_Records_
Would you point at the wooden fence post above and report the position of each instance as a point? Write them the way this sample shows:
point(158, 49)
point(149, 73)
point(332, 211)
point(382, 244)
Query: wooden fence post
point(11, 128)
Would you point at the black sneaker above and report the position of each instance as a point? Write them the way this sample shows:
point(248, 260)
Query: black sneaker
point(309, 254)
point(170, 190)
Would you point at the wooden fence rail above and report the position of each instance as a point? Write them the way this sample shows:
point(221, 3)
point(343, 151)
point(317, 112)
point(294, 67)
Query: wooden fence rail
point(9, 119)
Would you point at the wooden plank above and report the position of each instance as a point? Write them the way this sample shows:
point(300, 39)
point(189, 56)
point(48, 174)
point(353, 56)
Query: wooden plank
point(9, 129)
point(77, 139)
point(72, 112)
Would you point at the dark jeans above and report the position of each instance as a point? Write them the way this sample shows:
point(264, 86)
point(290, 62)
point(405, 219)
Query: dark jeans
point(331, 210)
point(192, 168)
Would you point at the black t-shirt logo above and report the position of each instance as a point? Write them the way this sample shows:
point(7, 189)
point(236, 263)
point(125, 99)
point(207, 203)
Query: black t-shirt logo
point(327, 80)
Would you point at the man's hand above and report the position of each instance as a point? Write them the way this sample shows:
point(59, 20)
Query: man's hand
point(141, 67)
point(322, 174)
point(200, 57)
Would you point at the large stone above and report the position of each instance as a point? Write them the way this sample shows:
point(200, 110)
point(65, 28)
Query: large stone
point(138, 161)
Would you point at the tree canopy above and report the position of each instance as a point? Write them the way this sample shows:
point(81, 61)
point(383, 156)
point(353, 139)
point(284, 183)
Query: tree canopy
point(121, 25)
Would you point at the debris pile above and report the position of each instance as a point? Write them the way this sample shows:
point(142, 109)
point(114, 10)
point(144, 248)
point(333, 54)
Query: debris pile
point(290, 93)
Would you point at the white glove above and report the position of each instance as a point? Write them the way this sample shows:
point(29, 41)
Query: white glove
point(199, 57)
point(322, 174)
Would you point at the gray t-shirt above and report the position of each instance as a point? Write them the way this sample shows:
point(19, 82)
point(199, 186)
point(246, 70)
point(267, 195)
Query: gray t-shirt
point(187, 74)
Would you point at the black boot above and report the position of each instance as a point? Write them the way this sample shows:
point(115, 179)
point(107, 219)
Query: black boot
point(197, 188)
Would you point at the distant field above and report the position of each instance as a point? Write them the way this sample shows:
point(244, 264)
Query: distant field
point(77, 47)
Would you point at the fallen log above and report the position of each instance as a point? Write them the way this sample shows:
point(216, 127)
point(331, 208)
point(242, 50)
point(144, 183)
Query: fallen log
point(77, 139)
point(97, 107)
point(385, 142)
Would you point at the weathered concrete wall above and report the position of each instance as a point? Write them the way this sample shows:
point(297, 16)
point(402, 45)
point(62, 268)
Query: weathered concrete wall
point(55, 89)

==

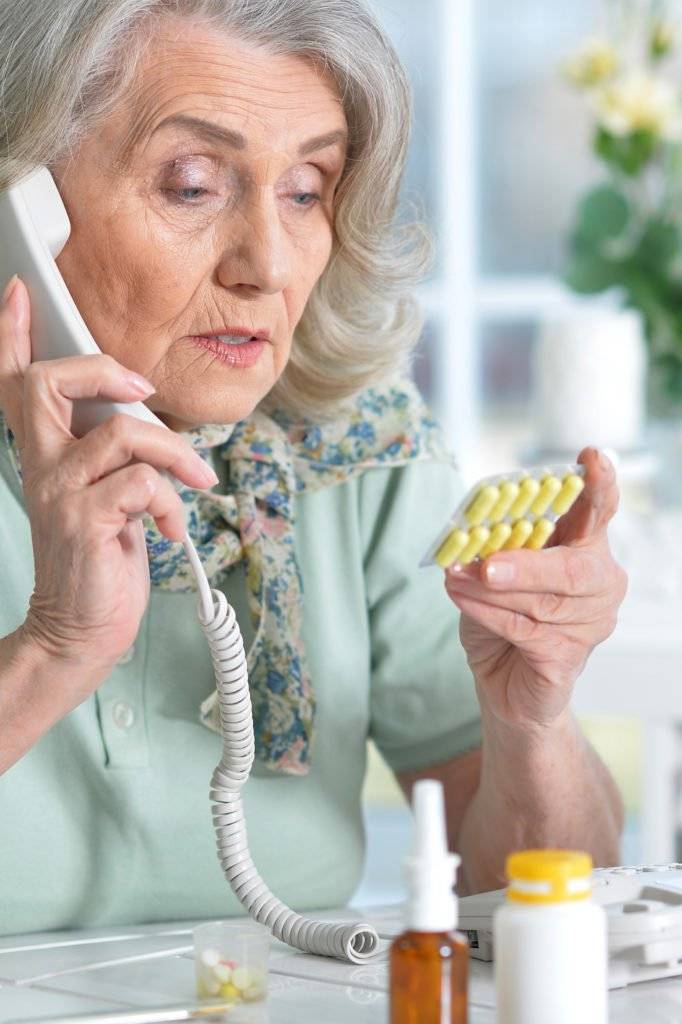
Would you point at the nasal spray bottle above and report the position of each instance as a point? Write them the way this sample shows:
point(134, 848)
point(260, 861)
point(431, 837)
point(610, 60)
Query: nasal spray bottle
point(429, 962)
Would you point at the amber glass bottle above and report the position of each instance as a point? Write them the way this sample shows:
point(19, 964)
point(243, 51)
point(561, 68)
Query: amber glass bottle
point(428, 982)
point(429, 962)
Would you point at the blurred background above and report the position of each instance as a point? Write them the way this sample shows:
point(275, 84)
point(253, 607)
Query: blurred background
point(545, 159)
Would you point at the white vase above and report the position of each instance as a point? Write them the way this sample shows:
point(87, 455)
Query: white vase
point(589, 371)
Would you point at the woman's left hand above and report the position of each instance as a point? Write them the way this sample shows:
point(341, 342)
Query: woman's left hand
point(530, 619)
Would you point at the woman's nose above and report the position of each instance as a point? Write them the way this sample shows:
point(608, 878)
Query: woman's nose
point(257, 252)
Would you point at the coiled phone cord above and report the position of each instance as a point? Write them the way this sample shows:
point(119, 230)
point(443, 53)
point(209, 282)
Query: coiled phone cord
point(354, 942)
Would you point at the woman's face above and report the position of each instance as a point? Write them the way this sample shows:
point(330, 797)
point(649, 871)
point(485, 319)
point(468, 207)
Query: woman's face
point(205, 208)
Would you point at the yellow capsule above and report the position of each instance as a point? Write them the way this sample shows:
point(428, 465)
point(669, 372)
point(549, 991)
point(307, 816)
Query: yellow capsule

_Task objective_
How many lines in the entries above contain the word "yellow"? Reply with the number alone.

_The result_
2